Polresta Malang Kota melakukan aksi sujud massal sebagai bentuk permintaan maaf atas tragedi Kanjuruhan.
Sujud massal tersebut dipimpin Kapolresta Malang Kota, Kombes Pol Budi Hermanto.
Ia dan jajarannya sujud massal saat apel pagi di halaman Mapolresta Malang Kota, Senin (10/10/2022).
Terkait hal itu, keluarga korban tragedi Kanjuruhan turut menanggapi.
Salah seorang ayah korban Kanjuruhan, Sutris menanggapi biasa saja adanya aksi sujud massal yang dilakukan Polresta Malang Kota tersebut.
Karena menurut Sutris, aksi sujud massal itu tidak ada pengaruhnya bagi korban tragedi Kanjuruhan.
“Saya keluarga Korban hanya biasa saja, apa yang dilakukan polisi sampai sujud massal itu biasa saja si. Enggak ada pengaruhnya dengan korban-korban dan kasus-kasus yang terjadi di Kanjuruhan,” kata Sutris dalam tayangan video di kanal YouTube Kompas TV, Selasa (11/10/2022).
Lebih lanjut Sutris juga tidak bisa menganggap aksi sujud massal tersebut sebagai bentuk bertaubatan atas kesalahan yang dilakukan polisi saat mengamankan laga Arema FC dengan Persebaya Surabaya itu.
Karena menurut Sutris, tidak semua anggota Polresta Malang Kota yang mengikuti aksi sujud massal menjadi pelaku atas tragedi Kanjuruhan.

(Baris dari set pelabelan titik)

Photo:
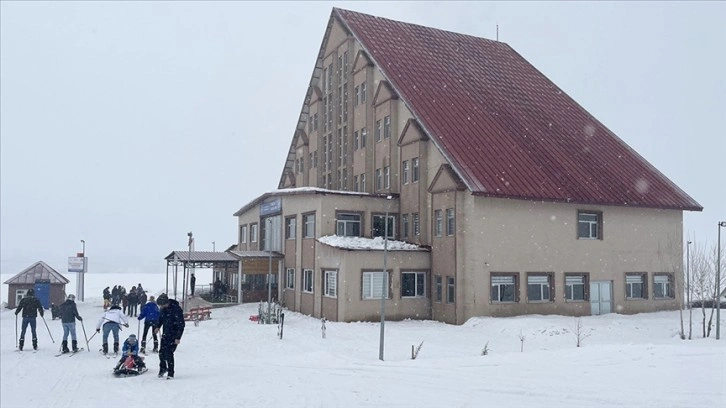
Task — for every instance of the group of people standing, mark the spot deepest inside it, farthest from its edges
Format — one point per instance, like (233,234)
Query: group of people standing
(160,314)
(130,301)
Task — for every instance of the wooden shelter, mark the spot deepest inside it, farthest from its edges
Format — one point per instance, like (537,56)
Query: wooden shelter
(48,284)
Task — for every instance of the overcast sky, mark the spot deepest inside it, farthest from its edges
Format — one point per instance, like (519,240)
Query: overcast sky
(129,124)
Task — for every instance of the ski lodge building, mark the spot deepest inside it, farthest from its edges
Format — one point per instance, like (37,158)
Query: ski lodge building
(499,194)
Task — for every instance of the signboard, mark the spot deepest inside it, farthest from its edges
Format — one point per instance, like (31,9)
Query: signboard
(271,207)
(75,264)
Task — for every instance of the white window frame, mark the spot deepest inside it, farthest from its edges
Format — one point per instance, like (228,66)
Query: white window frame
(371,284)
(308,281)
(331,283)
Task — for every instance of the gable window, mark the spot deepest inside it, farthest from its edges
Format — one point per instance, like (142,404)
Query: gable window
(347,225)
(504,287)
(290,227)
(374,283)
(413,284)
(308,225)
(439,288)
(635,285)
(331,284)
(663,287)
(404,225)
(253,232)
(540,287)
(243,234)
(438,223)
(290,278)
(576,287)
(308,280)
(379,225)
(450,289)
(450,221)
(589,225)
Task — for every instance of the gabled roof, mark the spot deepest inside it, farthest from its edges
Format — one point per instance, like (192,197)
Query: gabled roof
(36,271)
(506,129)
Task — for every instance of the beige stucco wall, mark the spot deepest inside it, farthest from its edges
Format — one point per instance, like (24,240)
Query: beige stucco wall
(500,235)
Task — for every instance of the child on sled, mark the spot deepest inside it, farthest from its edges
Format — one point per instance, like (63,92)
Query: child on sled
(131,362)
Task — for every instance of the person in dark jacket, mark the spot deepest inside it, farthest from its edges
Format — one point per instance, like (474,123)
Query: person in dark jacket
(69,314)
(150,312)
(30,306)
(171,320)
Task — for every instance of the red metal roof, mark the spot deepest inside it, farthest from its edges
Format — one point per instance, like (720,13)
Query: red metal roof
(506,129)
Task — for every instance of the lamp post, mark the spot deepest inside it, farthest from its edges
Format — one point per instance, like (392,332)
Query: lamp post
(688,286)
(718,282)
(384,283)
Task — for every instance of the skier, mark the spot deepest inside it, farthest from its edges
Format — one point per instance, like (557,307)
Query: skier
(150,312)
(111,321)
(30,305)
(171,319)
(69,314)
(130,349)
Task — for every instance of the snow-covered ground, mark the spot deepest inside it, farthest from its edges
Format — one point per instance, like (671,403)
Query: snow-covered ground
(626,361)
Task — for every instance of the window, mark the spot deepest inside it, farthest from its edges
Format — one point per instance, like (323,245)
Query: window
(348,225)
(663,287)
(379,225)
(243,234)
(413,284)
(635,285)
(308,280)
(290,227)
(290,278)
(504,288)
(404,225)
(540,287)
(438,223)
(439,288)
(374,284)
(450,293)
(589,225)
(331,283)
(309,225)
(450,221)
(253,232)
(576,287)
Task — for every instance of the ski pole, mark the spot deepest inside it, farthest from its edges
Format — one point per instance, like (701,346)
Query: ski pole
(46,326)
(84,335)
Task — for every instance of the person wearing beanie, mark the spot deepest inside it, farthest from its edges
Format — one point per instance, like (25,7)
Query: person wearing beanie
(30,306)
(171,321)
(149,312)
(111,321)
(69,314)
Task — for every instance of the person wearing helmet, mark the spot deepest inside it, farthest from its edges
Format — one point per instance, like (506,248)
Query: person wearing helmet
(30,306)
(69,314)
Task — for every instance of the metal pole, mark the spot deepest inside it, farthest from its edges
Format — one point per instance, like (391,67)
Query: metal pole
(384,286)
(718,282)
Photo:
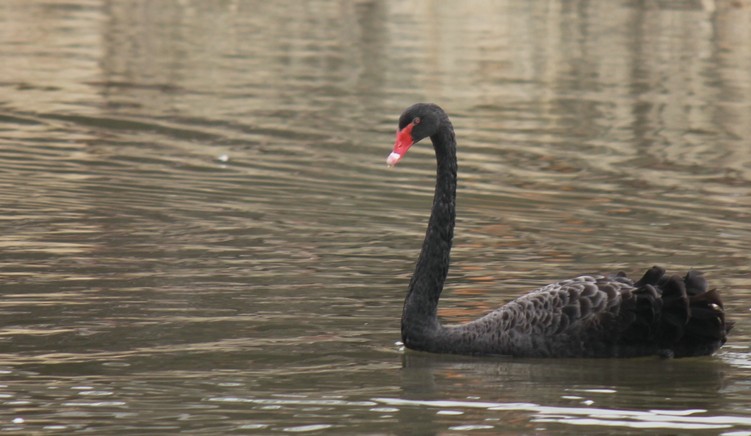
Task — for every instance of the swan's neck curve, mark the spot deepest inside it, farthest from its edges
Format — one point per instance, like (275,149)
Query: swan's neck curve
(420,324)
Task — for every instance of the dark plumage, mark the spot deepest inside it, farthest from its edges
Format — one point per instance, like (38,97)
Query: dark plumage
(588,316)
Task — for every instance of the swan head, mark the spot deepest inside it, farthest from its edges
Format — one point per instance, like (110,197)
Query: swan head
(416,122)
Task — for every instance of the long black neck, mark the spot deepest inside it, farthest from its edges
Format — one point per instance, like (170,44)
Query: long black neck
(419,319)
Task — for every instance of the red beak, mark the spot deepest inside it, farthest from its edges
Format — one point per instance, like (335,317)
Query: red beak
(401,145)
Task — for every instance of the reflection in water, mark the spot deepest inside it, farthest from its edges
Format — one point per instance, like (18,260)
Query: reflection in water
(200,233)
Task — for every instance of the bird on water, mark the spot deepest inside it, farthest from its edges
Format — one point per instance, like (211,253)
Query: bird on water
(587,316)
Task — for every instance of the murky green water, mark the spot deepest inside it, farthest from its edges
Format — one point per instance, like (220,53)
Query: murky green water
(200,234)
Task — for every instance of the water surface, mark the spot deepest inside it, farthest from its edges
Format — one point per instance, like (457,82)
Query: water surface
(200,233)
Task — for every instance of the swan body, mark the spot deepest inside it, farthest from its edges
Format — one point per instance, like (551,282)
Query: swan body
(587,316)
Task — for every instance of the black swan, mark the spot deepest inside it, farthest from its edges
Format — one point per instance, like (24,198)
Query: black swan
(587,316)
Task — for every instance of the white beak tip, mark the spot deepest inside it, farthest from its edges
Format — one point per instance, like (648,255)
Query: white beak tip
(393,159)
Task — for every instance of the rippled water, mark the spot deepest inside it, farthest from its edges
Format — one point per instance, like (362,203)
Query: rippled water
(200,233)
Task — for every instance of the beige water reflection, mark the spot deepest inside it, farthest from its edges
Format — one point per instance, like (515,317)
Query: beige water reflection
(201,234)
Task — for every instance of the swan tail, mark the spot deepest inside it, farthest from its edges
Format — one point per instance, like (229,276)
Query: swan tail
(680,314)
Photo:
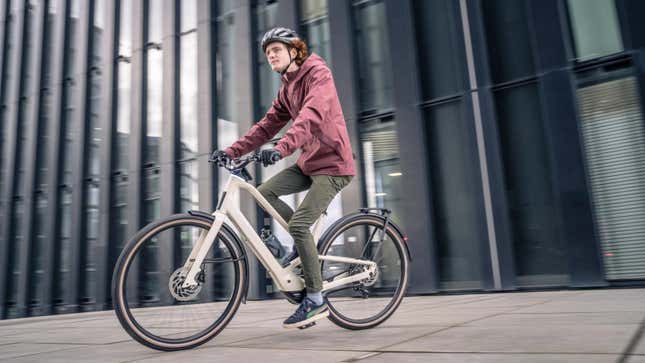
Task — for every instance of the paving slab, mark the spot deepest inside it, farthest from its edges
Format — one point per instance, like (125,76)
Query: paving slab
(525,339)
(490,358)
(551,326)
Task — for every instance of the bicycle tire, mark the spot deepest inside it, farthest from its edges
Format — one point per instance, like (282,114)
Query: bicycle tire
(135,245)
(367,219)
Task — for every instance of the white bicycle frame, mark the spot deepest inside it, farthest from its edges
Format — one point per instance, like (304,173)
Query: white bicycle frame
(285,278)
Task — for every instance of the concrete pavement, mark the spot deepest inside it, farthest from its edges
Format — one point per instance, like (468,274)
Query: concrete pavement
(550,326)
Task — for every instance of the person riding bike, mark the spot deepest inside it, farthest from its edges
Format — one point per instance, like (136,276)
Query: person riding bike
(326,164)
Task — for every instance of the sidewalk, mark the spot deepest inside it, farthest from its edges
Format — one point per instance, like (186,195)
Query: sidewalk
(553,326)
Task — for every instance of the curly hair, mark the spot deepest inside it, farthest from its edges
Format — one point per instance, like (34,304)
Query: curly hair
(301,47)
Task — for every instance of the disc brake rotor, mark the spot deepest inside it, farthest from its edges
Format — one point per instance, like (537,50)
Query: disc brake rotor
(178,291)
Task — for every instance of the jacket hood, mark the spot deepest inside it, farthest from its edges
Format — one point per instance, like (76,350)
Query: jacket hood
(312,61)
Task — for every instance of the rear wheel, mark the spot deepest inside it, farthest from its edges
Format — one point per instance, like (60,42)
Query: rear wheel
(149,300)
(370,302)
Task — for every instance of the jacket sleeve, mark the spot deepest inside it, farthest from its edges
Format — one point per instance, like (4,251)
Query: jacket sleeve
(317,102)
(261,132)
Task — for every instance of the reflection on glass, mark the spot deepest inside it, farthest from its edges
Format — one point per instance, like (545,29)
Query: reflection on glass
(154,109)
(375,76)
(382,166)
(315,27)
(540,255)
(439,47)
(595,28)
(188,13)
(123,116)
(99,14)
(155,18)
(456,192)
(125,28)
(188,96)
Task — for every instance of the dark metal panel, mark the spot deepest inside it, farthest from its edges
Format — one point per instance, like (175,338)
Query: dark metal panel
(4,10)
(346,80)
(563,138)
(107,117)
(29,156)
(137,132)
(417,211)
(493,154)
(207,102)
(11,120)
(51,219)
(288,10)
(169,183)
(77,243)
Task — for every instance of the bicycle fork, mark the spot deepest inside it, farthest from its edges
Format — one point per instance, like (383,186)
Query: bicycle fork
(206,238)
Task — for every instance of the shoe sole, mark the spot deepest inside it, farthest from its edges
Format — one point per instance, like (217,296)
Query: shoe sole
(314,318)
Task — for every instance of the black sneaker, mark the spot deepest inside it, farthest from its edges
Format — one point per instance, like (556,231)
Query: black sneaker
(307,313)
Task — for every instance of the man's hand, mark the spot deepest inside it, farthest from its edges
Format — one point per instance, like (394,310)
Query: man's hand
(220,157)
(270,157)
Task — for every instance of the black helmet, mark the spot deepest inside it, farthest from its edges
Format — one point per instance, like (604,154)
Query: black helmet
(284,35)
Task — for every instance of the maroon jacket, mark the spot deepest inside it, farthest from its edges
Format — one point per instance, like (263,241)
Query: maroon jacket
(308,96)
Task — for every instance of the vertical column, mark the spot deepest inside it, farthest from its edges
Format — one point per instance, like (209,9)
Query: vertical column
(168,176)
(417,210)
(206,107)
(500,264)
(108,95)
(78,248)
(244,114)
(9,117)
(346,79)
(29,156)
(561,127)
(137,132)
(207,103)
(52,244)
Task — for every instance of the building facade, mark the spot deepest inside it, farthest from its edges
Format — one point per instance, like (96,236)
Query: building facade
(507,136)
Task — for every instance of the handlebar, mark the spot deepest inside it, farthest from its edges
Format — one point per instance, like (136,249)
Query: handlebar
(237,166)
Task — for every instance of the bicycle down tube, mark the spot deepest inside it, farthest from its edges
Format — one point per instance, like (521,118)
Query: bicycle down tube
(285,278)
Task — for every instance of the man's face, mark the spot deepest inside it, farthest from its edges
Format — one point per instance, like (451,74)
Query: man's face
(277,56)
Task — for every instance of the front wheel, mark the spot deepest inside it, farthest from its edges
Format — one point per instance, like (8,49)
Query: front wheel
(147,292)
(368,303)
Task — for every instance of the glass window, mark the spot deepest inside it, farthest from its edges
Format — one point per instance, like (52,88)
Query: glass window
(540,255)
(154,109)
(375,69)
(456,191)
(595,28)
(188,97)
(440,48)
(188,11)
(7,79)
(379,141)
(227,57)
(509,40)
(315,27)
(125,28)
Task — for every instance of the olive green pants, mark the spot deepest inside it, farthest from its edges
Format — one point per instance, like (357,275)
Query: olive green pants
(322,189)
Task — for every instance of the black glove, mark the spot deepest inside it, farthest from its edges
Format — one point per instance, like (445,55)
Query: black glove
(269,157)
(219,156)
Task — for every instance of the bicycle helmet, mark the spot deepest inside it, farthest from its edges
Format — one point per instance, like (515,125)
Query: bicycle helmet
(279,34)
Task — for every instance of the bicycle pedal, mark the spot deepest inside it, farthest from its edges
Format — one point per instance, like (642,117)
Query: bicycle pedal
(307,326)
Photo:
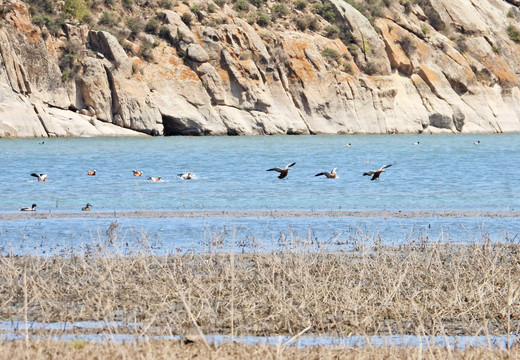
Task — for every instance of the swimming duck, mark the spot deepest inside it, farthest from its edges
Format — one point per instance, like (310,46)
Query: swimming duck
(283,172)
(329,175)
(375,173)
(27,208)
(185,176)
(41,177)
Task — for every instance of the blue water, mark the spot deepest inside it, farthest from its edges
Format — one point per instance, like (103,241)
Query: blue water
(442,172)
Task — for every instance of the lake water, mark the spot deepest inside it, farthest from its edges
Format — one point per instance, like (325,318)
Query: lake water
(442,172)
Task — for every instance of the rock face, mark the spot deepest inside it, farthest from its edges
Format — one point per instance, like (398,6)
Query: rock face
(438,66)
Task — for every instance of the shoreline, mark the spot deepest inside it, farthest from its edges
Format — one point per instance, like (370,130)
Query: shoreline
(199,214)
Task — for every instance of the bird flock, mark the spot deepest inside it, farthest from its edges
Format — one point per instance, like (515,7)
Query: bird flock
(283,172)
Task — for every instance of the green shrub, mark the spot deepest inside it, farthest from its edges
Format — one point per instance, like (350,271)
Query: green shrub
(75,9)
(152,26)
(135,25)
(407,45)
(165,4)
(107,19)
(128,4)
(145,51)
(332,32)
(331,53)
(301,5)
(314,24)
(241,5)
(256,3)
(42,20)
(279,10)
(263,19)
(370,68)
(348,68)
(302,23)
(187,18)
(513,33)
(461,44)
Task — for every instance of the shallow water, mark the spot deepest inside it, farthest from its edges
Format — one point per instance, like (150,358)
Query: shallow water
(119,332)
(442,172)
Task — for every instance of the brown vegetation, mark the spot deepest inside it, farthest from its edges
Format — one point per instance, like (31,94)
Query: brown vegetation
(420,288)
(190,350)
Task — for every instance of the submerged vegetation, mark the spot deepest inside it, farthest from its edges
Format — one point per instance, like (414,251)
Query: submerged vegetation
(420,288)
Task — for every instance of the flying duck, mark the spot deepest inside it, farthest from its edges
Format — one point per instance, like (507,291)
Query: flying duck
(41,177)
(375,173)
(27,208)
(185,176)
(329,175)
(283,172)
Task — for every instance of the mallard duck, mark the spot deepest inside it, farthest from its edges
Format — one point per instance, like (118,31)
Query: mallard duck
(375,173)
(283,172)
(41,177)
(185,176)
(330,175)
(27,208)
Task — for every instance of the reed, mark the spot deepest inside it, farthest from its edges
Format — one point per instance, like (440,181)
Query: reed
(419,288)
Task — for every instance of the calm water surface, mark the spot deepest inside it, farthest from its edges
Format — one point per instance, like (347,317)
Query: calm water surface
(442,172)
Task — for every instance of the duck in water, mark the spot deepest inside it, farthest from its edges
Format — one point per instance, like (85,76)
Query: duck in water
(27,208)
(329,175)
(283,172)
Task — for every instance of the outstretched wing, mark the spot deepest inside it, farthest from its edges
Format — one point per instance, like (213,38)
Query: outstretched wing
(275,169)
(385,166)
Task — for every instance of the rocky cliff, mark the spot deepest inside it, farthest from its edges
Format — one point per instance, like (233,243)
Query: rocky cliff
(240,68)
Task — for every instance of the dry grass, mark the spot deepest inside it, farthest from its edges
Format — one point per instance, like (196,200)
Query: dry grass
(417,289)
(182,350)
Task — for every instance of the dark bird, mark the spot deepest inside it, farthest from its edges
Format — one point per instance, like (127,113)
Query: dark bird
(375,173)
(27,208)
(330,175)
(41,177)
(283,172)
(185,176)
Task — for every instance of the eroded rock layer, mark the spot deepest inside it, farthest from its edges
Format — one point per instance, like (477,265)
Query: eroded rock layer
(432,66)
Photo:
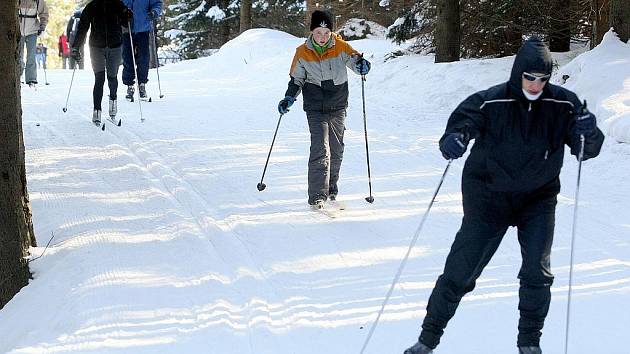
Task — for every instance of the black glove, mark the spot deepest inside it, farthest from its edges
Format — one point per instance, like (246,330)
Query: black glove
(363,66)
(453,146)
(585,122)
(285,103)
(127,15)
(75,54)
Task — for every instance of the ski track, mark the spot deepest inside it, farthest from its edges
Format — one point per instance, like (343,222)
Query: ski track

SOAL 1> Sunting artikel tentang tragedi Kanjuruhan: tuliskan kembali bagiannya mulai dari "Polresta Malang Kota melakukan" sampai dengan "Kanjuruhan turut menanggapi.", dengan mengganti "apel pagi" menjadi "upacara pagi".
SOAL 2> Kumpulkan semua baris data yang memuat kata "pole".

JAWABAN LENGKAP 1>
Polresta Malang Kota melakukan aksi sujud massal sebagai bentuk permintaan maaf atas tragedi Kanjuruhan.
Sujud massal tersebut dipimpin Kapolresta Malang Kota, Kombes Pol Budi Hermanto.
Ia dan jajarannya sujud massal saat upacara pagi di halaman Mapolresta Malang Kota, Senin (10/10/2022).
Terkait hal itu, keluarga korban tragedi Kanjuruhan turut menanggapi.

JAWABAN LENGKAP 2>
Task — for every instance of the ski pole, mark the spot deepest inside it, farthest from its edges
Query: ski pole
Task — for every instance of the metal pole, mark the spot deepest inside it, farthest from its edges
Query: metal pole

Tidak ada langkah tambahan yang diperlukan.